* SUPPLIED TEXT:
In the COVID era, Page burned his bridges with The Elite and got beaten by Omega en route to Omega turning full-on heel and winning the world title, but he didn't lose his connection with the fans, who on their TV screens got to watch him run practically the entire length of a football field to hit a clothesline or chase down a bad guy on a horse or help a kid who legitimately just lost his dad have a good time at a wrestling match. At their first packed-house show in over a year, back on Memorial Day weekend, Hangman opened the PPV to a deafening ovation.

The tropes of pro wrestling demand that Page eventually face his former friend and partner Omega for the world title, as a way to finally escape the shadow of one of wrestling's all-time greats. But AEW did a decent job of keeping the two separated for most of this year. When it looked as though the pair were on a collision course around Memorial Day, the promotion booked a rare loss for Hangman that erased his claim to a title shot. As he started gaining momentum again, it became clear that Page himself wasn't mentally ready to face Omega, until the Dark Order—it would take me way too long to explain the Dark Order—gave him some much-needed encouragement. But Page, again, made the tragic mistake of putting his title shot on the line in order to attempt to also win a tag title shot for his friends, and now, according to wrestling guru Dave Meltzer, he may not be scheduled for any match at the next PPV.

* ACTIVITY LIST:
(a) Rewrite the wrestling passage, starting at the words "In the COVID" and stopping after "a deafening ovation.", with "deafening ovation" changed to "thunderous ovation".
(b) Answer from the wrestling passage:
(i) On what holiday weekend was the first packed-house show in over a year held?
(ii) Who gave Page some much-needed encouragement?
(iii) According to Dave Meltzer, what may Page not be scheduled for at the next PPV?

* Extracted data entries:
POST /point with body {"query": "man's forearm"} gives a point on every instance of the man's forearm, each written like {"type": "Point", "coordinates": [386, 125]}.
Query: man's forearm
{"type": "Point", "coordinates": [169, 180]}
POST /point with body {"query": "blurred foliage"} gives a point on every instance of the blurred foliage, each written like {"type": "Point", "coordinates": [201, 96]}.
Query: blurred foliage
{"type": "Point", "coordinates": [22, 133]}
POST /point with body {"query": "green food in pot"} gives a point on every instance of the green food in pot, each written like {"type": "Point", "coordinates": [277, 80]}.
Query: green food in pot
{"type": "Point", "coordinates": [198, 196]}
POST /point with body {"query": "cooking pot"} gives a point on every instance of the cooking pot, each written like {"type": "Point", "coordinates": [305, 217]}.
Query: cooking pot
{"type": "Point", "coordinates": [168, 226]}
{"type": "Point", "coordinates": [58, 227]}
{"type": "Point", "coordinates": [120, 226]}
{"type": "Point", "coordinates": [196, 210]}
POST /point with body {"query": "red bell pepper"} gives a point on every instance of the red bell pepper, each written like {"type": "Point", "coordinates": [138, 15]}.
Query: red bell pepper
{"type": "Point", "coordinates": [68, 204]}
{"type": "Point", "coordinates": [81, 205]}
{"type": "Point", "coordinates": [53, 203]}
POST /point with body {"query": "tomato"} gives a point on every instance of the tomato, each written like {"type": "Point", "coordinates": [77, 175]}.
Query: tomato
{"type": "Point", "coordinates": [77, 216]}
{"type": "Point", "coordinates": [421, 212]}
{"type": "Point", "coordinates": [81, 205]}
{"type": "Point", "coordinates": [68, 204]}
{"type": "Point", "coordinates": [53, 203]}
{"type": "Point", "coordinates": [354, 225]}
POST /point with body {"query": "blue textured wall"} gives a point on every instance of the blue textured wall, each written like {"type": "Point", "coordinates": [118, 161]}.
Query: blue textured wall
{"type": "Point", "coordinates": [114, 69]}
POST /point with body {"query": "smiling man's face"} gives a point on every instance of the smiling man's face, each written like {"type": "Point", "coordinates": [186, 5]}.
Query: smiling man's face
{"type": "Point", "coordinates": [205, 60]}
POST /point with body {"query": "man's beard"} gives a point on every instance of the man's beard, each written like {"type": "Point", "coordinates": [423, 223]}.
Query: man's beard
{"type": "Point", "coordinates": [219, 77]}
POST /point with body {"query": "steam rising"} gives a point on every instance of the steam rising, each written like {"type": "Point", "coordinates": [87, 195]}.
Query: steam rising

* OUTPUTS FOR THE TASKS:
(a)
In the COVID era, Page burned his bridges with The Elite and got beaten by Omega en route to Omega turning full-on heel and winning the world title, but he didn't lose his connection with the fans, who on their TV screens got to watch him run practically the entire length of a football field to hit a clothesline or chase down a bad guy on a horse or help a kid who legitimately just lost his dad have a good time at a wrestling match. At their first packed-house show in over a year, back on Memorial Day weekend, Hangman opened the PPV to a thunderous ovation.

(b)
(i) Memorial Day weekend
(ii) The Dark Order
(iii) Any match